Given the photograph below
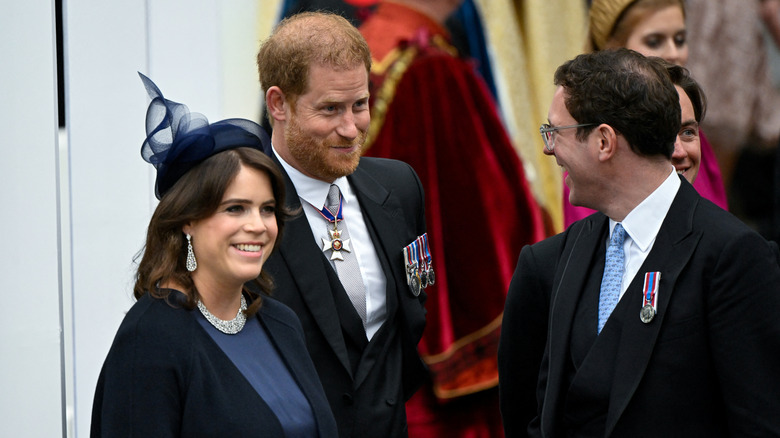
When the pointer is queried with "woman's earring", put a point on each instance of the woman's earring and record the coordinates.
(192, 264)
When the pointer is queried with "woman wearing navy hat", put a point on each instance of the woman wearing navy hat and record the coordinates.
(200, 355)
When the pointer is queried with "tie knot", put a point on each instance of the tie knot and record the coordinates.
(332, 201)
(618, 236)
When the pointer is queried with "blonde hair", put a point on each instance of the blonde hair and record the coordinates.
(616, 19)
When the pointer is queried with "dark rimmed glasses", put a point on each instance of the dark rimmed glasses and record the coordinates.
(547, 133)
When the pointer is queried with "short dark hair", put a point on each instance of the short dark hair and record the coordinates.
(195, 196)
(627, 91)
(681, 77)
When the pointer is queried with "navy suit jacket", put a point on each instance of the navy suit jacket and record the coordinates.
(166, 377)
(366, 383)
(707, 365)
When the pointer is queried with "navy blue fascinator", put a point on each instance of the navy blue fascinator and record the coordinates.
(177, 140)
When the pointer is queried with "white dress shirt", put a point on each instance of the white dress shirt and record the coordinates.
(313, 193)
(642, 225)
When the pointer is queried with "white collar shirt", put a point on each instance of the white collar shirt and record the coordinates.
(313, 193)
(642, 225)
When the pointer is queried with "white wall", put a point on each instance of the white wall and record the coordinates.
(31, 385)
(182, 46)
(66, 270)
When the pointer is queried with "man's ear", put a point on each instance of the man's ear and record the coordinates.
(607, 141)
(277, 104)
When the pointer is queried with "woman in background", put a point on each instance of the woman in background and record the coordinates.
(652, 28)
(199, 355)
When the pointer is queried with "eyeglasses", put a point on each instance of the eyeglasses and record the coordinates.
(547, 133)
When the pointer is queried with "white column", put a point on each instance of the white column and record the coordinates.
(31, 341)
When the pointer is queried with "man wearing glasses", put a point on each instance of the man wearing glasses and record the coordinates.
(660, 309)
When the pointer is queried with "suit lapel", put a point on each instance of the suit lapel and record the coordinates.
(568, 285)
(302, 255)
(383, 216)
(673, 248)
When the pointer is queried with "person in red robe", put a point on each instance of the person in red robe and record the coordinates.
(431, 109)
--
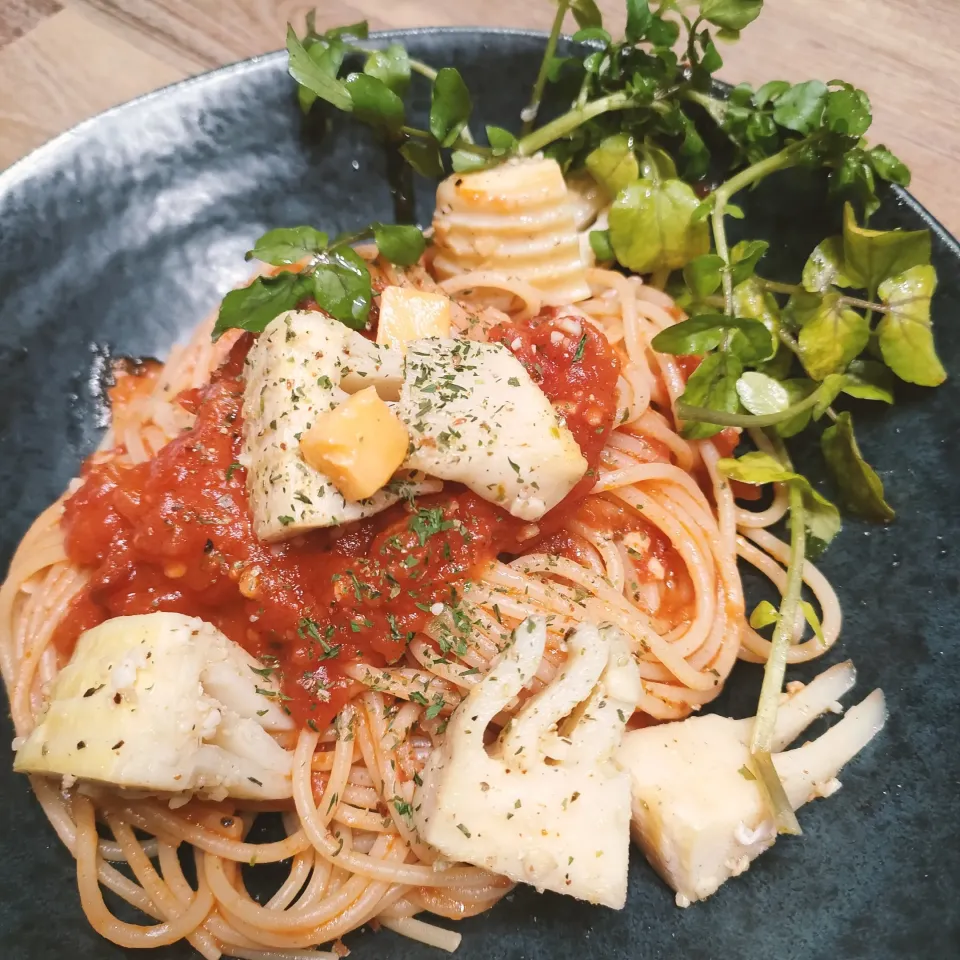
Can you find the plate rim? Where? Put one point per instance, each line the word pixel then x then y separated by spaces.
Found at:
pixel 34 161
==
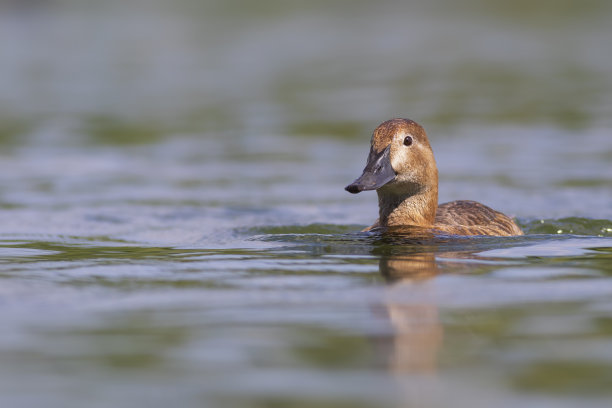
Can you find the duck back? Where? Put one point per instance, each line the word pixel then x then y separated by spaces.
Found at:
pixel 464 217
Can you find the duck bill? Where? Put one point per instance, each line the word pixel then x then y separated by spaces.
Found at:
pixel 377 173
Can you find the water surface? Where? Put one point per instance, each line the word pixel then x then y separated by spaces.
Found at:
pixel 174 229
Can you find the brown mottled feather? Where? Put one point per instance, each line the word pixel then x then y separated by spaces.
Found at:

▶ **Description of the task**
Identify the lines above that contain the word "separated", then copy them.

▶ **Output below**
Can you find the plate rim? Where? Put one point per instance, each line the word pixel then x then y separated by spaces.
Can you find the duck back? Where? Put one point per instance, each line the word pixel then x then y separated by spaces.
Can you find the duck bill? Where? Put one point per instance, each line the word pixel then x then y separated by spaces.
Can you find the water surface? Where? Put one point per instance, each line the word pixel then x then y separated by spaces.
Can you find the brown mottled feather? Where? Put one point per instance, each line the word pixel then x then y separated by spaces.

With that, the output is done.